Some records:
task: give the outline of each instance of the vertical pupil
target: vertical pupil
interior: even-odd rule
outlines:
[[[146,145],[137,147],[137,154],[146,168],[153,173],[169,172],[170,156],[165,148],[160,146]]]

REQUIREMENT:
Substitute "slit pupil" for "vertical pupil" in every item, and write the lines out again with nothing else changed.

RESULT:
task: give the outline of each instance of the slit pupil
target: slit pupil
interior: even-odd rule
outlines:
[[[146,145],[137,147],[137,154],[146,168],[153,173],[169,172],[170,156],[165,148],[160,146]]]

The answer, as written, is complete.